#### PROBLEM DETAILS
Look through the listing below for the string "value". Show each line where it occurs.
== Segment start ==
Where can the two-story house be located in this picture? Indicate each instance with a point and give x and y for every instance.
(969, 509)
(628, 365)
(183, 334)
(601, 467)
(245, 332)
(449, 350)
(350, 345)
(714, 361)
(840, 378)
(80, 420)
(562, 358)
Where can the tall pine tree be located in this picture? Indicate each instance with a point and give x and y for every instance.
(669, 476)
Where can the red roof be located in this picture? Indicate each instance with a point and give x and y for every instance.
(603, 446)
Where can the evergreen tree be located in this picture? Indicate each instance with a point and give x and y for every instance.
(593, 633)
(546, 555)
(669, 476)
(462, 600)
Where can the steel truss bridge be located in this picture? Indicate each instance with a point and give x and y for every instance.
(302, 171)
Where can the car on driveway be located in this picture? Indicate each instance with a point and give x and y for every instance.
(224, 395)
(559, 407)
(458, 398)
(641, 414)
== Segment end ==
== Segment start ==
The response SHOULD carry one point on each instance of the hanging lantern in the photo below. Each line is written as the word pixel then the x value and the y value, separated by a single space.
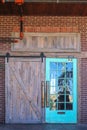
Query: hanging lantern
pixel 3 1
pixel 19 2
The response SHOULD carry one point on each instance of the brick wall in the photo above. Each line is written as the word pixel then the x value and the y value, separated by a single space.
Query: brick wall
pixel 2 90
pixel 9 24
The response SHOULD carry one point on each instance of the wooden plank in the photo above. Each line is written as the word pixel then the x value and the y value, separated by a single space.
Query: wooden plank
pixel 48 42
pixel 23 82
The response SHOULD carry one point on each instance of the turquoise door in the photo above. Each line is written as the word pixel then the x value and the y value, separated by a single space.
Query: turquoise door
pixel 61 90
== Segment end ==
== Segment start ==
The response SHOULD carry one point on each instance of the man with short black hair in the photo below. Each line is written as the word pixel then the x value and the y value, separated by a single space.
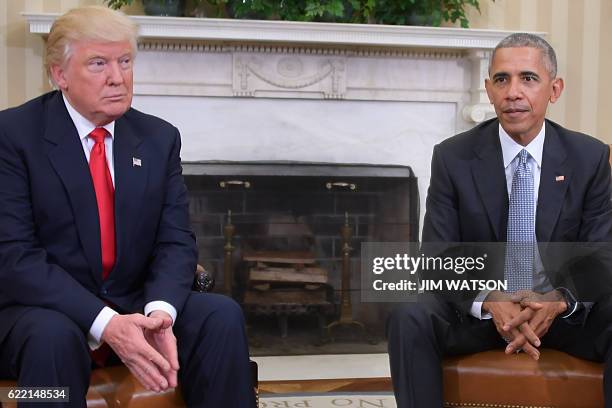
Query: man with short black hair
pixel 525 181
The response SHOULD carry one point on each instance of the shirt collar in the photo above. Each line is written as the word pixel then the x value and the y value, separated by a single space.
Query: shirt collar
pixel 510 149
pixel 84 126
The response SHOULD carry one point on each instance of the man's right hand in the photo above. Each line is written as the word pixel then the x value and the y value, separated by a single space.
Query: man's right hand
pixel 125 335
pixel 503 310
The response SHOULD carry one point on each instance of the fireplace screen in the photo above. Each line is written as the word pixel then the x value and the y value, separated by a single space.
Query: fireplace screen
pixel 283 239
== Segment end ==
#### WRITTEN RESPONSE
The response SHOULD carry one point on each instance of the hanging lantern in the photo below. Each line is written as the word pixel then the x value and the y value, separated by a single space.
The response SHOULD carry one point on each instance of the brick wall in the photo above. Each line is written as the word pixel then the x value and the y value, separated by a single space.
The response SHOULD carry one point on each instance of the wooden plank in the photo above. Each line is written as the word pixel then the x value and the y value, separated by a single space.
The response SHOULD carry one point on each instance of the turquoise door in the photo above. Each line is written as the word pixel then the x value and the y value, separated by a single space.
The response SHOULD carry one point on each instance of the man with short black hair in the photo below. Each line is written as the word pixel then the x value and the y value, separated by a single space.
The response SHOULD carry one point on each instance of the shirt collar in the photo above. Each line is written as the word pixel then the x value and the y value, separated by a single space.
The response SHOULD carry one point on each instance of the man's right hand in the photo above. Each line is written as the word pixel then the x value and the y value, separated by a single space.
The response SHOULD carry one point on each instance of the fireplace screen in the photo above. Each line is written as the word pixel then the x value and the y value, separated by a single space.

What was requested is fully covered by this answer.